> [Work instructions]: Write out the listing below word for word.

> [Supplied entries]:
◆ ◆ ◆ ◆
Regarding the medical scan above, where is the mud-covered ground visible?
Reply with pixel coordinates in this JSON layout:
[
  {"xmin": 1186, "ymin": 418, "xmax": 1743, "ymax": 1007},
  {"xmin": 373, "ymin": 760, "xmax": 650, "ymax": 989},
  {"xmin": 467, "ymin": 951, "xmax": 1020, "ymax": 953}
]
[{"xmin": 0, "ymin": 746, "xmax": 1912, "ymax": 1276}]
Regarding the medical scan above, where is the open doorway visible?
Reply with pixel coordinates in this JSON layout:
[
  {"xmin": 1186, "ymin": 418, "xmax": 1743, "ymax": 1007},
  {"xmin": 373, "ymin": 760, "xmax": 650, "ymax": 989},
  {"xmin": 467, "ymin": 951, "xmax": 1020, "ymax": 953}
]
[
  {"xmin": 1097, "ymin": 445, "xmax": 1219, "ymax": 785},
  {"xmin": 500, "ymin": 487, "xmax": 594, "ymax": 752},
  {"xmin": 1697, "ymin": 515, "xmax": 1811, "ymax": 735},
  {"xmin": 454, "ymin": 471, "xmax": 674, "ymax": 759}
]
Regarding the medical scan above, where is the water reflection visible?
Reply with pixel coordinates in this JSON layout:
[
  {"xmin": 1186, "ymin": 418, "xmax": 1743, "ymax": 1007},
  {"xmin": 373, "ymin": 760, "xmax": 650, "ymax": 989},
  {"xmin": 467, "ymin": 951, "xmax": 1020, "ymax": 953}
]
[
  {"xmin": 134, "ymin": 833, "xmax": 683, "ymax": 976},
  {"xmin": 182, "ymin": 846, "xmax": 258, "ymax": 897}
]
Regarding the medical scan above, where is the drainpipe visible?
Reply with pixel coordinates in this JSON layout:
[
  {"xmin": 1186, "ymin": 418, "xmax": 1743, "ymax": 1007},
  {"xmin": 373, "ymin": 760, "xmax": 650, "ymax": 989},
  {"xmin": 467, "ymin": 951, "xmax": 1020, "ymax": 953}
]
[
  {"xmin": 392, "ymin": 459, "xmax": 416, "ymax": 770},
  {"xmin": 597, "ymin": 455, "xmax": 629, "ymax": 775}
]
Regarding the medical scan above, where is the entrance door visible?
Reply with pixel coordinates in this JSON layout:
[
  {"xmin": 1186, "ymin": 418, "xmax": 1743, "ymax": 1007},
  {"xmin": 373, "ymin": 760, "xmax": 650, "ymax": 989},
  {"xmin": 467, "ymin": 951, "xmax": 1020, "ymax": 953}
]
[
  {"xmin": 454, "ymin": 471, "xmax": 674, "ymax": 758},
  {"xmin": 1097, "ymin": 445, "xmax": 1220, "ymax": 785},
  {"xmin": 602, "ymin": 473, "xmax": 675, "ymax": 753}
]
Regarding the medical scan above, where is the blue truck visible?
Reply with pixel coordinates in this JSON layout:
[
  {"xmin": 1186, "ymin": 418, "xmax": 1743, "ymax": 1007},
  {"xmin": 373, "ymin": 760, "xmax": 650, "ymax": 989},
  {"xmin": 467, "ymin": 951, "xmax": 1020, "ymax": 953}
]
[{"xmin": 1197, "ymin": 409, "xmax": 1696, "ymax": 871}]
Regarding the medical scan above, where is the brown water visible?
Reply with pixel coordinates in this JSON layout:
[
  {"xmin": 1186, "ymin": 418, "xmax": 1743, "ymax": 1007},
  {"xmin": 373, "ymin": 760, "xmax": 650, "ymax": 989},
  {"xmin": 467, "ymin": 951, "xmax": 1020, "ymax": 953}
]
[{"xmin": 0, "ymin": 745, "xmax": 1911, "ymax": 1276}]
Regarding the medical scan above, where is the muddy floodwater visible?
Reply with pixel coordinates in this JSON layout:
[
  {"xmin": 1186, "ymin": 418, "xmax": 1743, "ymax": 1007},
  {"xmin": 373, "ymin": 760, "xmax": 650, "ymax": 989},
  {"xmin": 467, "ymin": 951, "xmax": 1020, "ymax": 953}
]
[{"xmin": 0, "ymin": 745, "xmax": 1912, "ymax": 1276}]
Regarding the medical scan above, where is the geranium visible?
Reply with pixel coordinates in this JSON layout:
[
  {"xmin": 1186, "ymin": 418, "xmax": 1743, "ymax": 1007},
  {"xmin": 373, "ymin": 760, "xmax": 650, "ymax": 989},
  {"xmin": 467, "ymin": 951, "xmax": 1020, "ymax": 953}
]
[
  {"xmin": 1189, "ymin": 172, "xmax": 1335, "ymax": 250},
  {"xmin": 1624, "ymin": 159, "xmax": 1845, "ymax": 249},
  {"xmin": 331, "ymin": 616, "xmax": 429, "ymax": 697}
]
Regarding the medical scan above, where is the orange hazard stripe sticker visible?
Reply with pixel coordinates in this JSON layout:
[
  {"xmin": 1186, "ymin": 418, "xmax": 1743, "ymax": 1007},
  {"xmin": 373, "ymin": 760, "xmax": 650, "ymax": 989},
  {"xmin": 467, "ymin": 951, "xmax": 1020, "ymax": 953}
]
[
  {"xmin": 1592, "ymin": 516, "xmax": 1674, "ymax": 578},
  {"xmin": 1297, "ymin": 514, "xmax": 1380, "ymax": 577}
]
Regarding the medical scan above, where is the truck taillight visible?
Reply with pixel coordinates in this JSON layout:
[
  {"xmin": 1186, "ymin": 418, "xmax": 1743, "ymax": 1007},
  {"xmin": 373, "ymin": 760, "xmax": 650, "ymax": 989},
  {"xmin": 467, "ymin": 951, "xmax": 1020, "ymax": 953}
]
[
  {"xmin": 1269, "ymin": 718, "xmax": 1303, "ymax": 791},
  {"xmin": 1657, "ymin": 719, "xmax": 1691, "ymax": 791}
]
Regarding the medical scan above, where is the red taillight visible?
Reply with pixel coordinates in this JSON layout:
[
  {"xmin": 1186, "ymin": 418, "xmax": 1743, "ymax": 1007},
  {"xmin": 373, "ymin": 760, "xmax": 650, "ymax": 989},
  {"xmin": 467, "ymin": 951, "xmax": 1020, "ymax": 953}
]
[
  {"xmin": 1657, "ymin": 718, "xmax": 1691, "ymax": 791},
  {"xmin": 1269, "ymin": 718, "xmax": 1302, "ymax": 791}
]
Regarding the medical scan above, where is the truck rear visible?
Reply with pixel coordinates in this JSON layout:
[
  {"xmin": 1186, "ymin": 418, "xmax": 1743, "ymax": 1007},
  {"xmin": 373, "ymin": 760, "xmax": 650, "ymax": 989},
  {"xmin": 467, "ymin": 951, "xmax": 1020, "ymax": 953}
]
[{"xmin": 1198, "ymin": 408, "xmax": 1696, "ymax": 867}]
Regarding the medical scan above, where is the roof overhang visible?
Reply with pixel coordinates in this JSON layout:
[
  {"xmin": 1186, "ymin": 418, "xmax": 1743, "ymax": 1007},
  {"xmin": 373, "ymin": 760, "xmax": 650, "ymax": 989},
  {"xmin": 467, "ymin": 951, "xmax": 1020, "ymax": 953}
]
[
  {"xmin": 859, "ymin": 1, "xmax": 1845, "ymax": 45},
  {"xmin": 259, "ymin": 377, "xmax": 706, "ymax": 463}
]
◆ ◆ ◆ ◆
> [Response]:
Regarding the medical scan above, where is the mud-covered ground visible?
Reply with pixel coordinates in this JSON layout:
[
  {"xmin": 1186, "ymin": 418, "xmax": 1743, "ymax": 1007},
  {"xmin": 373, "ymin": 760, "xmax": 650, "ymax": 989},
  {"xmin": 467, "ymin": 951, "xmax": 1020, "ymax": 953}
]
[{"xmin": 0, "ymin": 746, "xmax": 1912, "ymax": 1276}]
Regarding the medical scan above, where is the open doorway visible?
Reply with pixel coordinates in this JSON layout:
[
  {"xmin": 1186, "ymin": 418, "xmax": 1743, "ymax": 1007},
  {"xmin": 373, "ymin": 760, "xmax": 650, "ymax": 989},
  {"xmin": 467, "ymin": 951, "xmax": 1020, "ymax": 953}
]
[
  {"xmin": 1097, "ymin": 445, "xmax": 1219, "ymax": 785},
  {"xmin": 500, "ymin": 487, "xmax": 594, "ymax": 752},
  {"xmin": 1697, "ymin": 515, "xmax": 1811, "ymax": 735},
  {"xmin": 454, "ymin": 471, "xmax": 674, "ymax": 759}
]
Regarding the medical scan above, where is the water reflection visible?
Reply with pixel coordinates in this JSON layout:
[
  {"xmin": 1186, "ymin": 418, "xmax": 1743, "ymax": 1007},
  {"xmin": 373, "ymin": 760, "xmax": 650, "ymax": 989},
  {"xmin": 467, "ymin": 951, "xmax": 1020, "ymax": 953}
]
[
  {"xmin": 134, "ymin": 833, "xmax": 683, "ymax": 976},
  {"xmin": 182, "ymin": 846, "xmax": 258, "ymax": 897}
]
Regarding the medical scan above, where is the drainpipe visible?
Reply with pixel coordinates in this JSON layout:
[
  {"xmin": 1186, "ymin": 418, "xmax": 1743, "ymax": 1007},
  {"xmin": 373, "ymin": 760, "xmax": 650, "ymax": 989},
  {"xmin": 467, "ymin": 951, "xmax": 1020, "ymax": 953}
]
[
  {"xmin": 392, "ymin": 459, "xmax": 416, "ymax": 770},
  {"xmin": 597, "ymin": 455, "xmax": 629, "ymax": 775}
]
Regarding the medical scan above, where is the entrance door visible?
Reply with pixel coordinates in this JSON layout:
[
  {"xmin": 1186, "ymin": 418, "xmax": 1743, "ymax": 1007},
  {"xmin": 373, "ymin": 760, "xmax": 650, "ymax": 989},
  {"xmin": 467, "ymin": 951, "xmax": 1020, "ymax": 953}
]
[
  {"xmin": 454, "ymin": 471, "xmax": 674, "ymax": 758},
  {"xmin": 1097, "ymin": 445, "xmax": 1220, "ymax": 785},
  {"xmin": 602, "ymin": 473, "xmax": 675, "ymax": 753}
]
Regarding the medical scan above, where is the blue truck visible?
Reply with pixel coordinates in this JSON layout:
[
  {"xmin": 1186, "ymin": 418, "xmax": 1743, "ymax": 1007},
  {"xmin": 373, "ymin": 760, "xmax": 650, "ymax": 989},
  {"xmin": 467, "ymin": 951, "xmax": 1020, "ymax": 953}
]
[{"xmin": 1197, "ymin": 409, "xmax": 1696, "ymax": 871}]
Regarding the medical scan above, where is the brown water visible?
Reply with pixel coordinates in this JSON layout:
[
  {"xmin": 1186, "ymin": 418, "xmax": 1743, "ymax": 1007},
  {"xmin": 373, "ymin": 760, "xmax": 650, "ymax": 989},
  {"xmin": 467, "ymin": 951, "xmax": 1020, "ymax": 953}
]
[{"xmin": 0, "ymin": 745, "xmax": 1911, "ymax": 1276}]
Regarding the medical scan above, where is the muddy floodwater visible?
Reply with pixel coordinates in this JSON layout:
[
  {"xmin": 1186, "ymin": 418, "xmax": 1743, "ymax": 1007},
  {"xmin": 373, "ymin": 760, "xmax": 650, "ymax": 989},
  {"xmin": 467, "ymin": 951, "xmax": 1020, "ymax": 953}
]
[{"xmin": 0, "ymin": 745, "xmax": 1912, "ymax": 1276}]
Regarding the medical scan above, where is the geranium visible?
Reply with pixel coordinates in this JSON layout:
[
  {"xmin": 1186, "ymin": 418, "xmax": 1743, "ymax": 1007},
  {"xmin": 373, "ymin": 760, "xmax": 650, "ymax": 989},
  {"xmin": 467, "ymin": 951, "xmax": 1020, "ymax": 953}
]
[
  {"xmin": 1189, "ymin": 172, "xmax": 1335, "ymax": 250},
  {"xmin": 1624, "ymin": 159, "xmax": 1845, "ymax": 249},
  {"xmin": 331, "ymin": 616, "xmax": 429, "ymax": 697}
]
Regarding the medical scan above, where is the orange hazard stripe sticker visible?
Reply with pixel coordinates in this JSON layout:
[
  {"xmin": 1186, "ymin": 418, "xmax": 1743, "ymax": 1007},
  {"xmin": 373, "ymin": 760, "xmax": 650, "ymax": 989},
  {"xmin": 467, "ymin": 951, "xmax": 1020, "ymax": 953}
]
[
  {"xmin": 1592, "ymin": 516, "xmax": 1674, "ymax": 578},
  {"xmin": 1297, "ymin": 514, "xmax": 1380, "ymax": 577}
]
Regarding the medical scan above, where is the truck taillight visible?
Reply with pixel coordinates in this JSON layout:
[
  {"xmin": 1186, "ymin": 418, "xmax": 1743, "ymax": 1007},
  {"xmin": 373, "ymin": 760, "xmax": 650, "ymax": 989},
  {"xmin": 467, "ymin": 951, "xmax": 1020, "ymax": 953}
]
[
  {"xmin": 1269, "ymin": 718, "xmax": 1303, "ymax": 791},
  {"xmin": 1657, "ymin": 719, "xmax": 1691, "ymax": 791}
]
Regarding the medical scan above, where is the red taillight visible?
Reply with pixel coordinates in this JSON layout:
[
  {"xmin": 1186, "ymin": 418, "xmax": 1743, "ymax": 1007},
  {"xmin": 373, "ymin": 760, "xmax": 650, "ymax": 989},
  {"xmin": 467, "ymin": 951, "xmax": 1020, "ymax": 953}
]
[
  {"xmin": 1657, "ymin": 718, "xmax": 1691, "ymax": 791},
  {"xmin": 1269, "ymin": 718, "xmax": 1302, "ymax": 791}
]
Regarding the medical scan above, where is the truck rear visible?
Reply with pixel coordinates in this JSON layout:
[
  {"xmin": 1186, "ymin": 418, "xmax": 1743, "ymax": 1007},
  {"xmin": 373, "ymin": 760, "xmax": 650, "ymax": 989},
  {"xmin": 467, "ymin": 951, "xmax": 1020, "ymax": 953}
]
[{"xmin": 1198, "ymin": 408, "xmax": 1696, "ymax": 867}]
Regarding the medical scan above, where is the roof overhang visible?
Reply with pixel coordinates in this JSON layout:
[
  {"xmin": 1186, "ymin": 418, "xmax": 1743, "ymax": 1007},
  {"xmin": 373, "ymin": 760, "xmax": 650, "ymax": 989},
  {"xmin": 467, "ymin": 951, "xmax": 1020, "ymax": 953}
]
[
  {"xmin": 859, "ymin": 1, "xmax": 1845, "ymax": 45},
  {"xmin": 259, "ymin": 377, "xmax": 706, "ymax": 463}
]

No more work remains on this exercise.